## TO-DO LIST
(a) In the forum thread about two hydrogen atoms in a box, where does the energy released during bond formation go?
(b) Write what follows the final line of the forum thread about bond formation in an isolated box.

## EXTRACT TO READ
To take an extreme (for the sake of illustration) case, assume the box had two H-atoms flying about at some (sufficiently low) speed v. Initially, they are far enough from each other that the PE between them can be neglected. At some point of time, they happen to approach close enough that they feel the mutual attractive force of the other atom. This causes an acceleration towards each other (in the process decreasing the PE and increasing the KE). Soon, they are close enough that a bond forms between them (they attain the minimum possible PE). The energy released during this bond formation goes into their KE - the resulting molecule has a total KE greater than the sum of KEs of the individual atoms.

If we have a large number of such atoms, we would measure the increased KE as an increase in temperature, so long as the molecules do not lose energy through inelastic collisions with the box wall (fortunately, this is disallowed by calling the system isolated).

 

[nikdandeker]

as per what u have said(gokul), u have converted the system into just an isolated system.I completely understood your explanation but the main prob here is that u have modified the actual statement of the question, in a sense, haven't u? i mean when i say that there is an "adiabatic process" taking place, i have quite a bit of freedom in changing the parameters of the systems, keeping it isolated.while ur case considers only the fact that it is isolated.and not that the parameters can be changed.

what do u say?

## EXTRACTED DATA
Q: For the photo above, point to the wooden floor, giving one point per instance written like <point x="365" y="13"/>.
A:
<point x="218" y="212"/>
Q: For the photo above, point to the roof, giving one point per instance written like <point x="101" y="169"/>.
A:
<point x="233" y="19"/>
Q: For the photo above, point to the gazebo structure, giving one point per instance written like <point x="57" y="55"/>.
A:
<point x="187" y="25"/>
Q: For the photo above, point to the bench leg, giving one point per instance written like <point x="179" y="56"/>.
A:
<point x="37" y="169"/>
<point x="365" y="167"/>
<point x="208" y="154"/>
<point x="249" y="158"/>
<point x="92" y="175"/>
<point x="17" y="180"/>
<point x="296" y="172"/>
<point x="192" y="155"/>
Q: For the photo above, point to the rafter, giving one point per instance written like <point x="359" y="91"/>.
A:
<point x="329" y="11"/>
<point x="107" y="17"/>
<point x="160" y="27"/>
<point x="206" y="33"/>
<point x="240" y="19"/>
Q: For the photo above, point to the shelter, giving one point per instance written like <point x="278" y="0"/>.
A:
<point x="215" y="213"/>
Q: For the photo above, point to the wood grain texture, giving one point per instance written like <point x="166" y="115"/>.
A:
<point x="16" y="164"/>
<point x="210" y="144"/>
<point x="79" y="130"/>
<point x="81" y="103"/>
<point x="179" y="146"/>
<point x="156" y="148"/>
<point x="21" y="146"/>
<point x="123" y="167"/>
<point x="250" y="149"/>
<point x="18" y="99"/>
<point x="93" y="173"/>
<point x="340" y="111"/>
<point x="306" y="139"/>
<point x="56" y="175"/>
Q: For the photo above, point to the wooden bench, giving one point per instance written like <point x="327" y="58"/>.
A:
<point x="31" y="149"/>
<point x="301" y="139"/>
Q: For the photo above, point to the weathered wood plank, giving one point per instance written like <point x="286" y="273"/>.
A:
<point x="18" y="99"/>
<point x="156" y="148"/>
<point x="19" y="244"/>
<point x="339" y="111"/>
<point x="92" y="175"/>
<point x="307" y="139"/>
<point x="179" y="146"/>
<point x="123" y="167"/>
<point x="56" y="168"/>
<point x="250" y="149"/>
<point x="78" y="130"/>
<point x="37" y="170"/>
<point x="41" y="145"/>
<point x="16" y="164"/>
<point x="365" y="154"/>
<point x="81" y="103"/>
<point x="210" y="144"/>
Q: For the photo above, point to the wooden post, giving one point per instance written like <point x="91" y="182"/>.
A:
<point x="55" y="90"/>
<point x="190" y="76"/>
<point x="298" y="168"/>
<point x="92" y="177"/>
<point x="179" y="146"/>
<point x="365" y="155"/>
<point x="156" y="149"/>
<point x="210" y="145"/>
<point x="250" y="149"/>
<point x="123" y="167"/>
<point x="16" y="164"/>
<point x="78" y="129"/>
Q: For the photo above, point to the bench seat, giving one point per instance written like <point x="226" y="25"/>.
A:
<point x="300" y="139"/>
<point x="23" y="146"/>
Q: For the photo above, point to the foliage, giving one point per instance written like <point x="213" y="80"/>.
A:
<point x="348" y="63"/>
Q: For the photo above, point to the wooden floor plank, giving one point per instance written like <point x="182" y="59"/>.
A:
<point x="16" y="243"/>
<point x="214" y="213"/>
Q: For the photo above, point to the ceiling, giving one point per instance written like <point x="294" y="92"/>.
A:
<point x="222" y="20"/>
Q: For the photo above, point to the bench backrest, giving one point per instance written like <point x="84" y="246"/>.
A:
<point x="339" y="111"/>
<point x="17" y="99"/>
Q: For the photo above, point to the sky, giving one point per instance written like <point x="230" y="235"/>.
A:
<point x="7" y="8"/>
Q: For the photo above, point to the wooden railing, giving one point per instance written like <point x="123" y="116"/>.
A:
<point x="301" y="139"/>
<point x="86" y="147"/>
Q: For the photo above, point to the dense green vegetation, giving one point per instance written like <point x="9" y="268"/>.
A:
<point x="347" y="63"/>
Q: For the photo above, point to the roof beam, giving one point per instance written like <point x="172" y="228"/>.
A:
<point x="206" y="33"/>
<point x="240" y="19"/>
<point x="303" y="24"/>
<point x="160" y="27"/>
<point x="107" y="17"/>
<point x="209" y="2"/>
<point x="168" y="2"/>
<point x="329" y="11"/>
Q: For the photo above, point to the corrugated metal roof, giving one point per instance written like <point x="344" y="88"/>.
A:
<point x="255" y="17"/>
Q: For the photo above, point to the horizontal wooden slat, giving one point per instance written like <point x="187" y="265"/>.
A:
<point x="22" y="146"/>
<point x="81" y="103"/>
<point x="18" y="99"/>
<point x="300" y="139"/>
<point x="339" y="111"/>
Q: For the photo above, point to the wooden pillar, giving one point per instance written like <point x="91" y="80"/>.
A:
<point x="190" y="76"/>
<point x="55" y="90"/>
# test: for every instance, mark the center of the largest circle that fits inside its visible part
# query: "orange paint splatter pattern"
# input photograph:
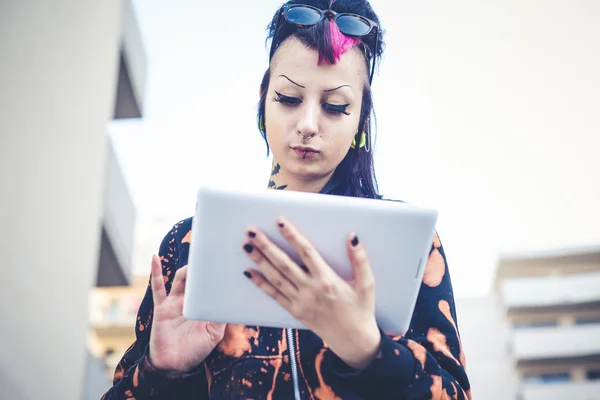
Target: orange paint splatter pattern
(444, 307)
(418, 351)
(435, 269)
(438, 340)
(253, 362)
(238, 340)
(323, 392)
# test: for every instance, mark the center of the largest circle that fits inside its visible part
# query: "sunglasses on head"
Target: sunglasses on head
(353, 25)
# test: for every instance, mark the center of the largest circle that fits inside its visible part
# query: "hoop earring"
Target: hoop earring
(363, 142)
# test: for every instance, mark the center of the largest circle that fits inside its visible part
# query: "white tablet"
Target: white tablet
(397, 237)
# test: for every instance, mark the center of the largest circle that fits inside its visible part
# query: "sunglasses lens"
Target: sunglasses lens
(303, 16)
(353, 26)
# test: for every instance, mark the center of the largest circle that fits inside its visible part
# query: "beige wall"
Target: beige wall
(57, 77)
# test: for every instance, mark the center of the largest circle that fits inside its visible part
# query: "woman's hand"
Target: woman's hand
(177, 344)
(341, 313)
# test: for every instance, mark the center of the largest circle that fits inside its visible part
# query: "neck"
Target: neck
(279, 180)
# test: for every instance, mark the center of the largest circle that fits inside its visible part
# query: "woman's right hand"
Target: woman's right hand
(177, 344)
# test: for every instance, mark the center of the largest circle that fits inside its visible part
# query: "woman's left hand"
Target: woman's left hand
(341, 313)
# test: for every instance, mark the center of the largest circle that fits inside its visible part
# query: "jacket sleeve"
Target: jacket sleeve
(428, 361)
(135, 377)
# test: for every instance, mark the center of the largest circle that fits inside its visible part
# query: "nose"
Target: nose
(308, 124)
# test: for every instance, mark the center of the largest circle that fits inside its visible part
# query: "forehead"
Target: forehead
(294, 58)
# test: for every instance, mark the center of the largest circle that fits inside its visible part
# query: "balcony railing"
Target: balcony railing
(551, 291)
(584, 390)
(556, 344)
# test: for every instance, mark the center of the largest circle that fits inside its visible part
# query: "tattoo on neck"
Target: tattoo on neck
(272, 184)
(276, 169)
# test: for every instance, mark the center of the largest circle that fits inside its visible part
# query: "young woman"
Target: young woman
(315, 115)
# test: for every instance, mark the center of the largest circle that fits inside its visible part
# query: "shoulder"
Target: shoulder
(175, 244)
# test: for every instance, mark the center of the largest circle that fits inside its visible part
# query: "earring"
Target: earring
(363, 142)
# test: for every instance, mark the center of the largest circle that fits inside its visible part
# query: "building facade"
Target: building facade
(552, 306)
(66, 215)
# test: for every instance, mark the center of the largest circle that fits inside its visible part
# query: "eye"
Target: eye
(287, 100)
(336, 109)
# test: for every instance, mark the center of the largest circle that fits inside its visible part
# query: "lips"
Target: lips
(305, 152)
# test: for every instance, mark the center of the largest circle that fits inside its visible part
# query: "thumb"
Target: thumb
(216, 330)
(363, 276)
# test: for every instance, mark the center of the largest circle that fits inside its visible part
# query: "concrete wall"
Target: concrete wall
(57, 83)
(485, 337)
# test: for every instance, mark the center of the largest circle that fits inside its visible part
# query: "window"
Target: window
(534, 324)
(547, 378)
(593, 375)
(587, 321)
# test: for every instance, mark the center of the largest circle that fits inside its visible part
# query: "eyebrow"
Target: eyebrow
(303, 87)
(297, 84)
(333, 90)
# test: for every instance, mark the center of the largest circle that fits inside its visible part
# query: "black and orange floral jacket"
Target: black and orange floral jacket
(253, 362)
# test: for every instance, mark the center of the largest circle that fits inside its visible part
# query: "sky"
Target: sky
(486, 112)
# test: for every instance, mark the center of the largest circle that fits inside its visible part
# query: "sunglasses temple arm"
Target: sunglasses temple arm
(374, 57)
(277, 23)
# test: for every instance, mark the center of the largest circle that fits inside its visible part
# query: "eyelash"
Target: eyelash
(294, 101)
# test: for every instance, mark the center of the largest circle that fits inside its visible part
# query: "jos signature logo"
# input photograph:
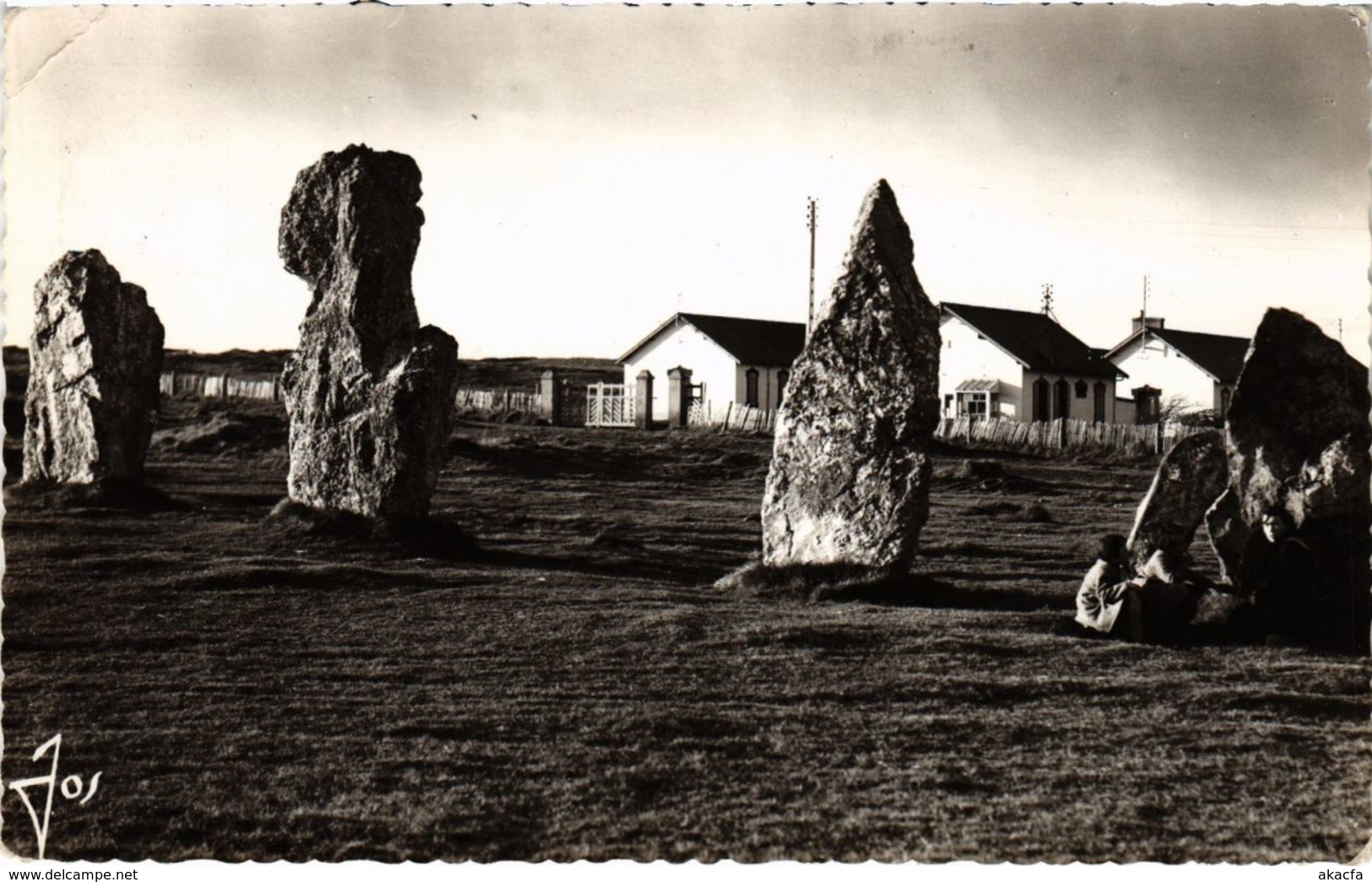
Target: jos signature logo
(72, 787)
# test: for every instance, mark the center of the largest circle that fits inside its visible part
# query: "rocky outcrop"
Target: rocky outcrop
(849, 473)
(369, 392)
(1187, 483)
(1297, 435)
(95, 360)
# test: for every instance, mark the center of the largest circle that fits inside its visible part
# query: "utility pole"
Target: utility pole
(1143, 316)
(812, 215)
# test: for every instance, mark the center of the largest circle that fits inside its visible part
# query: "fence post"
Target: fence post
(550, 406)
(643, 401)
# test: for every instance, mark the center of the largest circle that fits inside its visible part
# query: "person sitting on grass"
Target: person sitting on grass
(1172, 590)
(1156, 605)
(1102, 596)
(1283, 574)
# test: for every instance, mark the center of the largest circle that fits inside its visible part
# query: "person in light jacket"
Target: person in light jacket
(1106, 590)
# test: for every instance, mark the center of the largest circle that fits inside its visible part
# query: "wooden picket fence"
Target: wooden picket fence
(498, 401)
(176, 383)
(1156, 438)
(746, 419)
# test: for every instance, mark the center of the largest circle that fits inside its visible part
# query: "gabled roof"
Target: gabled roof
(750, 340)
(1218, 355)
(1033, 339)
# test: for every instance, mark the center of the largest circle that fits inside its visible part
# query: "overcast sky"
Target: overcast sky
(588, 171)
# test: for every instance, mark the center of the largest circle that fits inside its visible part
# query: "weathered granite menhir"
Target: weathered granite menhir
(849, 472)
(95, 360)
(369, 392)
(1297, 436)
(1187, 483)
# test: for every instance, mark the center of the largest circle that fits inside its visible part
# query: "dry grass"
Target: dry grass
(581, 689)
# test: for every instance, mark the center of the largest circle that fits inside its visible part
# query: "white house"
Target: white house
(742, 361)
(1196, 369)
(1009, 364)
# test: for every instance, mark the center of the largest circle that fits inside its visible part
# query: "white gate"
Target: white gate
(610, 403)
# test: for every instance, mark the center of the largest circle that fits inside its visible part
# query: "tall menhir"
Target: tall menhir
(849, 473)
(369, 392)
(95, 360)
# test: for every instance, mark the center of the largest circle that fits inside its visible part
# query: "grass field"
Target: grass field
(578, 689)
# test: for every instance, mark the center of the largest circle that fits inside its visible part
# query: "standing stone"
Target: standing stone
(369, 392)
(849, 472)
(1187, 483)
(1297, 435)
(95, 365)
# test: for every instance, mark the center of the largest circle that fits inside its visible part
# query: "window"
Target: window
(973, 403)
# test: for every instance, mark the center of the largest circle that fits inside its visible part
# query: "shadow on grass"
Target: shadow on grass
(430, 537)
(845, 583)
(100, 495)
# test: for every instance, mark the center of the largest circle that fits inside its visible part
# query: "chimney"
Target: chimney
(1142, 322)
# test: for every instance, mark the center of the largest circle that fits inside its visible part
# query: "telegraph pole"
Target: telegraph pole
(812, 215)
(1047, 300)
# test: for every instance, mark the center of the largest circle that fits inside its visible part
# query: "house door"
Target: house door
(1060, 399)
(1040, 399)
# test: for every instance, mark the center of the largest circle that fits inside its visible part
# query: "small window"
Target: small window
(973, 403)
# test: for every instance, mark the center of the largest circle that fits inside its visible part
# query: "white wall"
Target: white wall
(968, 355)
(1077, 408)
(1159, 365)
(768, 381)
(687, 347)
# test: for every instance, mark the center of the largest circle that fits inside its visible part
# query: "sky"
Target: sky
(592, 170)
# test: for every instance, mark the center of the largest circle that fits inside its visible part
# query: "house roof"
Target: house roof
(1033, 339)
(1218, 355)
(750, 340)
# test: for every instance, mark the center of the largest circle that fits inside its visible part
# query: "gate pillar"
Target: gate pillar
(678, 397)
(643, 401)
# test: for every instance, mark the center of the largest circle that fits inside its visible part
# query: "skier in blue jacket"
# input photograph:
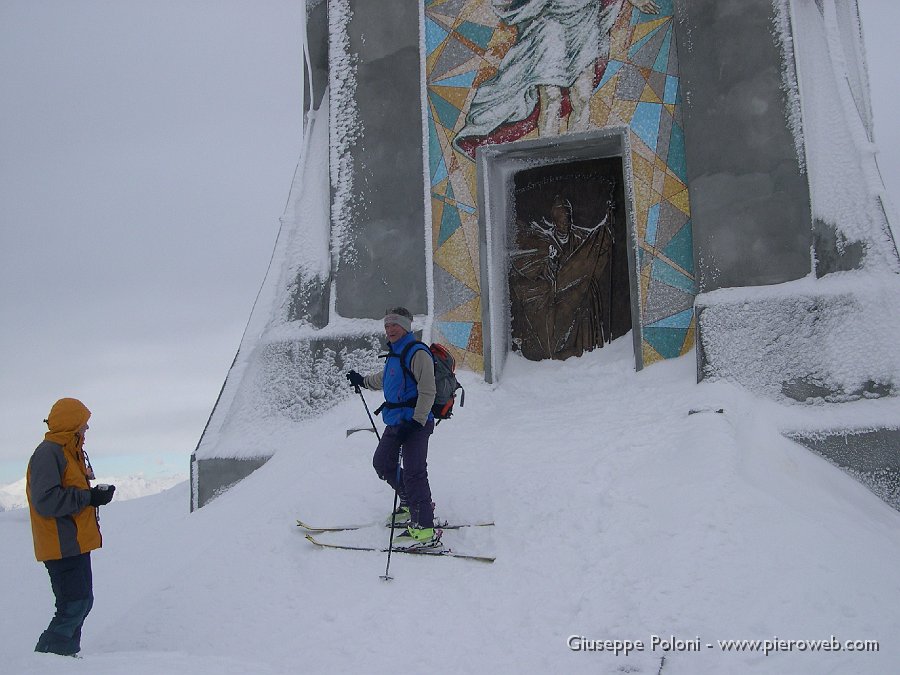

## ANSWERS IN ORDER
(a) It goes into the kinetic energy of the atoms, so the resulting molecule has a total kinetic energy greater than the sum of the kinetic energies of the individual atoms.

(b)
[Gokul43201]

I'm not sure I understand what you're saying here. How do you define an adiabatic process ?

 

[Borek]

I'm not sure I understand what you're saying here. How do you define an adiabatic process ?

Adiabatic process is the one where heat is not exchanged with surroundings, but AFAIK nothing prevents it from loose energy doing some work. Work cycle in piston engine is almost adiabatic (fast enough to make heat exchange neglibile), yet it does some work loosing energy.

IMHO question is poorly worded - the idea was that there is no heat exchange so temperature must rise, but if system is allowed to expand (without heat exchange) its temperature may be constant or even decrease.

 

[Gokul43201]

I agree with that. I assumed the system was isochoric (else molecular speeds will not be conserved), which is unjustified.

 

[Borek]

Heh, I have forwarded the question to some other place inhabited mostly by teachers (HS, college and Uni levels). Somebody proposed to add ice to the system to use latent heat to not allow temperature change

And D is THE correct answer.